#### [Data listing]
- - -
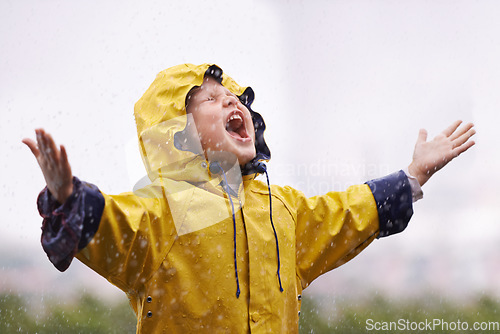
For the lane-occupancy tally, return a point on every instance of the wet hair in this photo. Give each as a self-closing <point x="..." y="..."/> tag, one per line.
<point x="192" y="92"/>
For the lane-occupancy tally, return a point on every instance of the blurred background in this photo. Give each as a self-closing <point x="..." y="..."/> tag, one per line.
<point x="344" y="87"/>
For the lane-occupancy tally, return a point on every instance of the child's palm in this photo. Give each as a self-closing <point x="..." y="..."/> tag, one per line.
<point x="53" y="163"/>
<point x="431" y="156"/>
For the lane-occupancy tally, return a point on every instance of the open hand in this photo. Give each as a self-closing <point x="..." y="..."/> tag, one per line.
<point x="431" y="156"/>
<point x="53" y="163"/>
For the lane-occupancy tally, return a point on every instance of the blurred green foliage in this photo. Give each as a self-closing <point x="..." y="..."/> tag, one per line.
<point x="89" y="314"/>
<point x="348" y="317"/>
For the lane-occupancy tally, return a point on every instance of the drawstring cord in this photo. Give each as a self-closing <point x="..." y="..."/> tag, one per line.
<point x="217" y="169"/>
<point x="272" y="224"/>
<point x="260" y="167"/>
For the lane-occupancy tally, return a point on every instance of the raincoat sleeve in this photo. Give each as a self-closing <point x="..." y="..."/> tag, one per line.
<point x="69" y="227"/>
<point x="332" y="229"/>
<point x="134" y="235"/>
<point x="122" y="237"/>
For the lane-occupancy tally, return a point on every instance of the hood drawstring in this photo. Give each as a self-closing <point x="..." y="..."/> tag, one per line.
<point x="261" y="167"/>
<point x="215" y="168"/>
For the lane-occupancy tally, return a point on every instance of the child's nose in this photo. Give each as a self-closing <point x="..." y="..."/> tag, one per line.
<point x="230" y="100"/>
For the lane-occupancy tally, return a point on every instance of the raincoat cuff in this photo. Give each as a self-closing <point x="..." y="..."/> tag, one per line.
<point x="69" y="227"/>
<point x="393" y="196"/>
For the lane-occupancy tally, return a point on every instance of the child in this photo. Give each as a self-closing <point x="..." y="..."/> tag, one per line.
<point x="205" y="247"/>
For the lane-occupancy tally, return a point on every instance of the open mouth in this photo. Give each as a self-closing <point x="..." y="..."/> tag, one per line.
<point x="235" y="126"/>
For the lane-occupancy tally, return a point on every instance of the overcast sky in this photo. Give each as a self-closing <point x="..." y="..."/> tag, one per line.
<point x="344" y="87"/>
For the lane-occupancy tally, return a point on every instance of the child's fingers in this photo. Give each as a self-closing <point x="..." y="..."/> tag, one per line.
<point x="461" y="131"/>
<point x="461" y="149"/>
<point x="64" y="159"/>
<point x="464" y="138"/>
<point x="32" y="146"/>
<point x="449" y="130"/>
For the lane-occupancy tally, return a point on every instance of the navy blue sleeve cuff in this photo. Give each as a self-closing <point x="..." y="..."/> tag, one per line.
<point x="69" y="227"/>
<point x="392" y="194"/>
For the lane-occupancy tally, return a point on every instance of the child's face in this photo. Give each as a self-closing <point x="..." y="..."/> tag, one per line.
<point x="223" y="122"/>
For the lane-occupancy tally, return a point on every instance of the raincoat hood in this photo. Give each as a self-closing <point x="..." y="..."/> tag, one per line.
<point x="163" y="126"/>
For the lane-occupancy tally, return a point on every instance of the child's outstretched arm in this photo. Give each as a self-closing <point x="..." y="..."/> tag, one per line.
<point x="53" y="163"/>
<point x="431" y="156"/>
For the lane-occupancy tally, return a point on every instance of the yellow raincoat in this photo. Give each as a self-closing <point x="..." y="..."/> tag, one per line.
<point x="179" y="274"/>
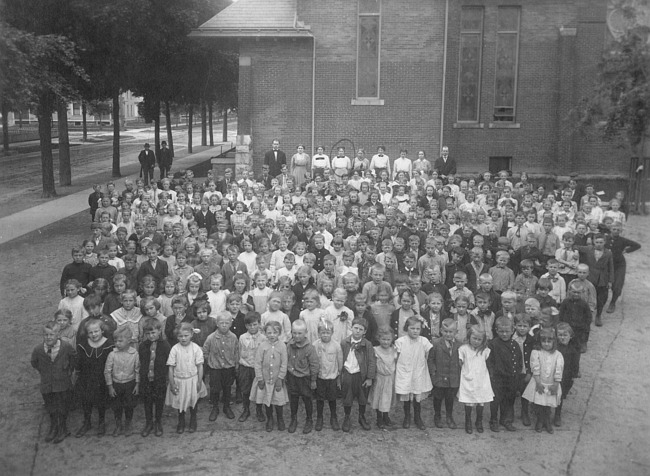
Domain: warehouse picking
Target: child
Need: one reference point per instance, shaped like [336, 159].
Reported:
[77, 270]
[382, 392]
[93, 306]
[461, 317]
[570, 351]
[73, 302]
[526, 342]
[558, 291]
[482, 316]
[92, 354]
[122, 374]
[503, 278]
[249, 342]
[66, 332]
[359, 370]
[128, 316]
[153, 353]
[312, 315]
[275, 314]
[544, 390]
[412, 380]
[400, 316]
[444, 368]
[270, 370]
[217, 296]
[340, 315]
[221, 354]
[55, 361]
[475, 386]
[260, 294]
[330, 357]
[302, 371]
[504, 363]
[186, 385]
[575, 312]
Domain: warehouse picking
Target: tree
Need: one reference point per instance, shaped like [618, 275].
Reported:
[619, 105]
[42, 64]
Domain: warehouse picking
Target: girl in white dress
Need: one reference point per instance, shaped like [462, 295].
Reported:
[544, 390]
[475, 387]
[186, 385]
[412, 379]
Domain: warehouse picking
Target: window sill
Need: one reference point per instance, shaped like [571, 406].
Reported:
[504, 125]
[468, 125]
[367, 102]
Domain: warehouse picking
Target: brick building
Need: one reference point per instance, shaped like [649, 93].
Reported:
[492, 79]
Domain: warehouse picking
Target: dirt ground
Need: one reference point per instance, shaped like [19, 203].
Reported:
[606, 420]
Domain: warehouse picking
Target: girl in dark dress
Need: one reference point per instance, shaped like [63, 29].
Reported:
[91, 385]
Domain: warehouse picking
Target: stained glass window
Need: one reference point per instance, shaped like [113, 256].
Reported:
[368, 48]
[469, 71]
[507, 58]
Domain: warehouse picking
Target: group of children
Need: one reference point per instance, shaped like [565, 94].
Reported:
[333, 290]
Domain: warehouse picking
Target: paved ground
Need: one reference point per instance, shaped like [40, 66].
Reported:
[606, 430]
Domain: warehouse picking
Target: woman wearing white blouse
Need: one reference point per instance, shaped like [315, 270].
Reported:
[380, 161]
[403, 164]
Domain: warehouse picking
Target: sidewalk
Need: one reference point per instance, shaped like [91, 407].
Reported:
[31, 219]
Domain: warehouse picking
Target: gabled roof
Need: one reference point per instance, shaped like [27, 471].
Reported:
[255, 18]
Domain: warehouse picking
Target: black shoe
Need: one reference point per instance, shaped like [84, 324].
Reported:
[51, 432]
[148, 427]
[180, 427]
[293, 425]
[451, 423]
[346, 424]
[228, 412]
[309, 424]
[192, 427]
[80, 432]
[334, 423]
[364, 424]
[244, 416]
[508, 426]
[437, 420]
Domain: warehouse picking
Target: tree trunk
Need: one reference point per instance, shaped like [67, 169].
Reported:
[65, 169]
[204, 124]
[225, 125]
[190, 119]
[5, 127]
[84, 124]
[116, 135]
[45, 110]
[168, 121]
[211, 134]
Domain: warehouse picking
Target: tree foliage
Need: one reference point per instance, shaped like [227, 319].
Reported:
[619, 105]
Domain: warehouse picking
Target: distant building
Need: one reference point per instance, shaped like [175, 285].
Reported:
[492, 80]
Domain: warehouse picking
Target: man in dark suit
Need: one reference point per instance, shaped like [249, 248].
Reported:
[155, 267]
[223, 185]
[275, 159]
[147, 160]
[445, 165]
[165, 160]
[265, 178]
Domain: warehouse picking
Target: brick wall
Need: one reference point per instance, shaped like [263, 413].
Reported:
[279, 91]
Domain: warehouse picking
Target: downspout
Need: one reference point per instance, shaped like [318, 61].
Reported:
[313, 96]
[444, 78]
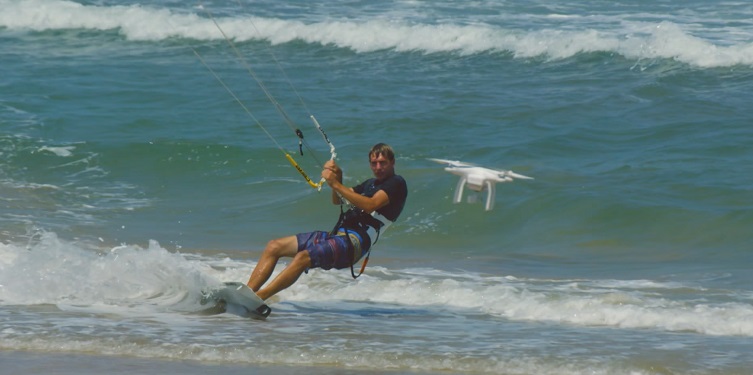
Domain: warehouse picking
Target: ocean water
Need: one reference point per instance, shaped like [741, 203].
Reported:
[141, 163]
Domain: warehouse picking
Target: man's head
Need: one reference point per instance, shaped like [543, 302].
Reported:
[382, 161]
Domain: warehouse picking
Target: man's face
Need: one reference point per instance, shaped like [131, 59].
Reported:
[381, 166]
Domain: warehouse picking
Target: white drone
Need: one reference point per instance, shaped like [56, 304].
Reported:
[478, 178]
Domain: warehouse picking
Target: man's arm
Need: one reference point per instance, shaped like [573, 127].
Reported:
[332, 167]
[333, 175]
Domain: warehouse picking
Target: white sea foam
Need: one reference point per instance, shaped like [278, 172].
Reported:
[635, 40]
[56, 272]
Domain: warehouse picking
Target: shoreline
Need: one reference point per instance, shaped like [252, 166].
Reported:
[33, 363]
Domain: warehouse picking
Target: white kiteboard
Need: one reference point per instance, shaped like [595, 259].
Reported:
[236, 298]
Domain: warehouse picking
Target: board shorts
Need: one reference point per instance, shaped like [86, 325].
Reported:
[327, 251]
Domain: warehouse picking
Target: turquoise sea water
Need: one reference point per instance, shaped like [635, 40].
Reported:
[131, 179]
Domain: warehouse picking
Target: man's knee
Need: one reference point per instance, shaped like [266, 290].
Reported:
[280, 247]
[302, 260]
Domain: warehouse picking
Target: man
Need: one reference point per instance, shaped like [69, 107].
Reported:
[377, 202]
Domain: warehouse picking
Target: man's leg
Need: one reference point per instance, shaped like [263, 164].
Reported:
[288, 276]
[276, 249]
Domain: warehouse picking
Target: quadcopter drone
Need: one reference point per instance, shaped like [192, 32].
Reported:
[478, 179]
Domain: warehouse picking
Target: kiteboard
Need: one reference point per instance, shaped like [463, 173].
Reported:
[238, 299]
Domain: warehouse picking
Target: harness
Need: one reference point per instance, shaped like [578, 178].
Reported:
[358, 221]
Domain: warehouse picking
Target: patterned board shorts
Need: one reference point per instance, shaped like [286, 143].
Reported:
[328, 251]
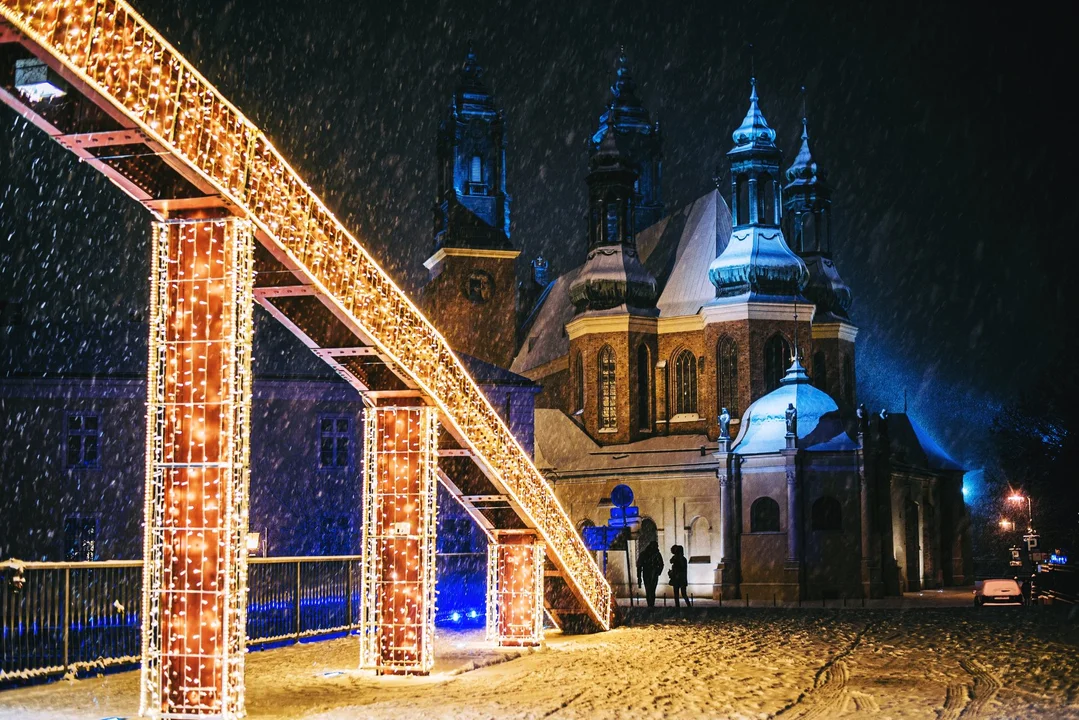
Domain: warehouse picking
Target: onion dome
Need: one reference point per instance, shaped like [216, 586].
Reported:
[819, 424]
[804, 168]
[754, 133]
[613, 274]
[757, 260]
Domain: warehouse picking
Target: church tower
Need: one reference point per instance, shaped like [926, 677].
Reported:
[807, 219]
[473, 270]
[641, 140]
[612, 337]
[759, 315]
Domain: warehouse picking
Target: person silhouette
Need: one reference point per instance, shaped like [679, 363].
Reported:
[649, 566]
[679, 574]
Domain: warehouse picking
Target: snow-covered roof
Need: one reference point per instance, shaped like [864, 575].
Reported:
[912, 445]
[820, 428]
[677, 249]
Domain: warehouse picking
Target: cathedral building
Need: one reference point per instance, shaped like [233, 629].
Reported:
[705, 356]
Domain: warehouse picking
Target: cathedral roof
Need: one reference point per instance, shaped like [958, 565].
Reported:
[675, 250]
[804, 168]
[753, 133]
[625, 111]
[819, 424]
[757, 260]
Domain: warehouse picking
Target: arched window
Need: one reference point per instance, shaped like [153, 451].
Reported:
[741, 200]
[848, 380]
[765, 200]
[809, 240]
[699, 541]
[578, 401]
[764, 515]
[685, 382]
[819, 370]
[612, 222]
[828, 515]
[777, 357]
[726, 368]
[643, 388]
[609, 397]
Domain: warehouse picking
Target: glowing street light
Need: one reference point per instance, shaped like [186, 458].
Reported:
[1018, 498]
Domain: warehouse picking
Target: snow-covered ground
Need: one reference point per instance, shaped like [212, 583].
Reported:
[711, 663]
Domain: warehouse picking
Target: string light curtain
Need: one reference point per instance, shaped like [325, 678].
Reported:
[107, 45]
[400, 478]
[515, 578]
[197, 421]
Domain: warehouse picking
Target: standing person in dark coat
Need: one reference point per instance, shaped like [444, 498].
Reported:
[650, 564]
[679, 574]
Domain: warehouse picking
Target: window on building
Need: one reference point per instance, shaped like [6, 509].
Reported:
[699, 541]
[809, 241]
[80, 539]
[741, 200]
[609, 394]
[820, 370]
[764, 515]
[726, 368]
[685, 382]
[643, 388]
[765, 200]
[335, 442]
[83, 439]
[777, 358]
[828, 514]
[848, 380]
[578, 402]
[613, 223]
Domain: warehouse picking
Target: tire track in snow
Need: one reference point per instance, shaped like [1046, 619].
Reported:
[985, 688]
[829, 694]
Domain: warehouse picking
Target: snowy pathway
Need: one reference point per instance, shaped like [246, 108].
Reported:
[942, 664]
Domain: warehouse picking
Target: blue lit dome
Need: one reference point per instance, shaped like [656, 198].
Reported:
[757, 260]
[819, 425]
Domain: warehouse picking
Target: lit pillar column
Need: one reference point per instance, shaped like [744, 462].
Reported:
[197, 421]
[398, 567]
[515, 581]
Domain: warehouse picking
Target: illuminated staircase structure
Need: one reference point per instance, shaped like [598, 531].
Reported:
[142, 116]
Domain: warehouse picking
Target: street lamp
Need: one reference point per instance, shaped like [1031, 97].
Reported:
[1016, 498]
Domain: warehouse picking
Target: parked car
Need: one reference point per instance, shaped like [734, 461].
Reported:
[998, 592]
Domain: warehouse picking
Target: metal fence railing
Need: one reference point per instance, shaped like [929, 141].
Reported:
[62, 617]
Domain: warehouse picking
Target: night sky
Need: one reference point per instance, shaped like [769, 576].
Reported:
[942, 131]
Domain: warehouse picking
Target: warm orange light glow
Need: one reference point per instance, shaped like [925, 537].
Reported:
[515, 589]
[398, 565]
[194, 586]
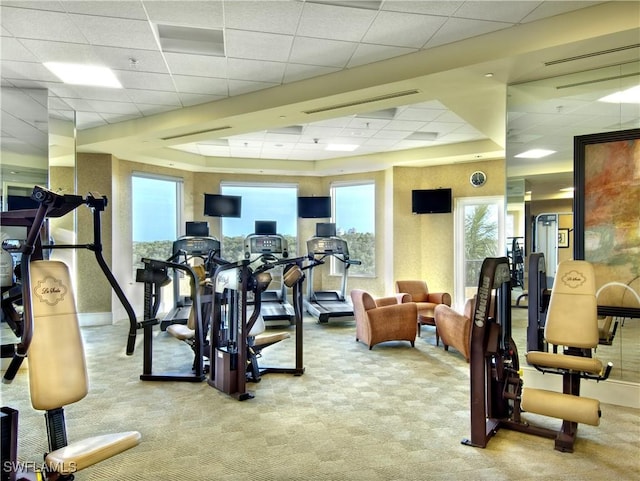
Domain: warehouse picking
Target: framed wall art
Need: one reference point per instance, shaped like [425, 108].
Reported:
[607, 216]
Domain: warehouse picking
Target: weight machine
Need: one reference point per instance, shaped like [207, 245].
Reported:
[498, 397]
[235, 339]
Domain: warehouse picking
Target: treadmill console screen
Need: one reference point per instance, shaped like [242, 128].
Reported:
[327, 245]
[196, 245]
[266, 244]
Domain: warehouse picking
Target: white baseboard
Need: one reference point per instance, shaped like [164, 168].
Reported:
[611, 391]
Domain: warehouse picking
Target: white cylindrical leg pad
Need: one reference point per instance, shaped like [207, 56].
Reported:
[561, 406]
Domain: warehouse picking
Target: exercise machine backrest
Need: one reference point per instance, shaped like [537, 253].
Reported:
[57, 367]
[570, 322]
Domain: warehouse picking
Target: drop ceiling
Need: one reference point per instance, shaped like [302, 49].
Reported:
[266, 86]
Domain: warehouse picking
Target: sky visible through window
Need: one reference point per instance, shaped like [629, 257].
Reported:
[355, 209]
[154, 209]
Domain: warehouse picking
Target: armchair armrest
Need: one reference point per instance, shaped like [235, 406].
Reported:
[439, 298]
[392, 300]
[397, 314]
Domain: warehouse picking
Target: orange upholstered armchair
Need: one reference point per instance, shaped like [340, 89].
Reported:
[384, 319]
[455, 328]
[426, 301]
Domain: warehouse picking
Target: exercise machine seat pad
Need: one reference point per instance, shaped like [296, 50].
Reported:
[57, 367]
[572, 317]
[551, 360]
[81, 454]
[561, 406]
[262, 340]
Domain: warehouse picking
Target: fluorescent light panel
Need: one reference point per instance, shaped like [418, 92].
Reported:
[535, 154]
[342, 147]
[628, 96]
[89, 75]
[423, 136]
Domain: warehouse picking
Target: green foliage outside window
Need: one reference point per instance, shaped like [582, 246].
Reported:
[481, 232]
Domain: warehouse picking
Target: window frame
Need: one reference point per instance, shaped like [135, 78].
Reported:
[336, 270]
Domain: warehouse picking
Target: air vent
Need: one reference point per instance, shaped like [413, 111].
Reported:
[197, 41]
[217, 129]
[592, 54]
[362, 102]
[423, 136]
[290, 130]
[385, 114]
[595, 81]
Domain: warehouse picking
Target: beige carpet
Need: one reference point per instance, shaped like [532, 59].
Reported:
[393, 413]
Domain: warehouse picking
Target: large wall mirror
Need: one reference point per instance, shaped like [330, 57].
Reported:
[37, 148]
[24, 144]
[547, 114]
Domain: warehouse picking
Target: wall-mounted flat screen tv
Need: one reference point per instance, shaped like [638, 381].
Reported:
[314, 207]
[197, 229]
[265, 227]
[431, 201]
[325, 229]
[218, 205]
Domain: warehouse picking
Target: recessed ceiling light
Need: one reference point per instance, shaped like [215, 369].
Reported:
[197, 41]
[342, 147]
[628, 96]
[535, 154]
[78, 74]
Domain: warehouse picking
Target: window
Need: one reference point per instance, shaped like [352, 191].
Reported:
[479, 233]
[156, 206]
[354, 215]
[274, 202]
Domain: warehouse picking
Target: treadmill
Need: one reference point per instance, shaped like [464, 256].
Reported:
[266, 246]
[185, 250]
[324, 305]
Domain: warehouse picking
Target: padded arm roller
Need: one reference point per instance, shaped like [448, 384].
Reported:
[561, 406]
[81, 454]
[551, 360]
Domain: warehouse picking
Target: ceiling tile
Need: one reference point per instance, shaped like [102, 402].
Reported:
[369, 53]
[328, 53]
[116, 32]
[53, 26]
[334, 22]
[294, 72]
[198, 65]
[257, 45]
[12, 49]
[201, 85]
[498, 11]
[145, 80]
[456, 29]
[261, 16]
[201, 14]
[110, 8]
[256, 70]
[239, 87]
[154, 97]
[403, 30]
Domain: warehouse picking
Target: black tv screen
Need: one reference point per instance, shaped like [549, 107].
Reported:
[314, 207]
[218, 205]
[197, 229]
[431, 201]
[265, 227]
[325, 229]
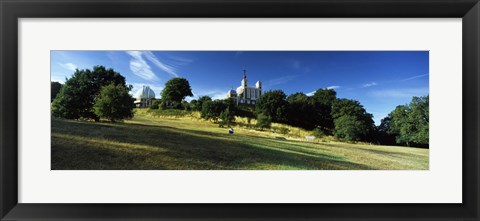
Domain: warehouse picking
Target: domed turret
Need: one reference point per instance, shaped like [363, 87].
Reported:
[144, 93]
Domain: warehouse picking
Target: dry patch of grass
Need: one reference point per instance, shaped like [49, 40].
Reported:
[187, 143]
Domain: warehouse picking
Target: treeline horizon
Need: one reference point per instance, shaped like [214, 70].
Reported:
[322, 113]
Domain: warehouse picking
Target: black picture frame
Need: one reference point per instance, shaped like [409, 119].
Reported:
[12, 10]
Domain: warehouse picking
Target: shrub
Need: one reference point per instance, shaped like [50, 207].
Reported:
[264, 121]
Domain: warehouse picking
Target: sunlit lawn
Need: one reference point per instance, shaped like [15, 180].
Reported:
[147, 142]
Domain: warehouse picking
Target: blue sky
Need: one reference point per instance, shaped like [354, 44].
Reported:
[380, 80]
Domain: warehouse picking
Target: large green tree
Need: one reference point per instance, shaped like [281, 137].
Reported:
[77, 96]
[273, 104]
[114, 103]
[200, 101]
[410, 123]
[301, 111]
[211, 110]
[176, 89]
[351, 120]
[55, 89]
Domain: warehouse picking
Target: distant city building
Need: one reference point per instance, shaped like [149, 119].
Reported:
[144, 97]
[245, 94]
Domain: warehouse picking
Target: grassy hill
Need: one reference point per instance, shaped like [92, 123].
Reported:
[187, 143]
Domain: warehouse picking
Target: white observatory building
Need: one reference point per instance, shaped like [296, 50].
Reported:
[245, 94]
[144, 97]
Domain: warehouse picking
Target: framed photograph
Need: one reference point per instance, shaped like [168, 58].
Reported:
[258, 110]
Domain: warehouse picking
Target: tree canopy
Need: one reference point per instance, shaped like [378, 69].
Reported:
[114, 103]
[77, 96]
[351, 120]
[273, 104]
[409, 123]
[323, 100]
[176, 89]
[55, 89]
[301, 111]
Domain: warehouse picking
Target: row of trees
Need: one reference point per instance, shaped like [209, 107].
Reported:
[407, 124]
[103, 93]
[323, 111]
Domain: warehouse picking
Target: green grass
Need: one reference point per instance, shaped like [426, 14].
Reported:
[166, 143]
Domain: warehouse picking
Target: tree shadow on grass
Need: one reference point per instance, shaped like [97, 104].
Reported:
- - -
Return every line in the items above that contains the word "brick", copied unchanged and one per line.

Target: brick building
Target: brick wall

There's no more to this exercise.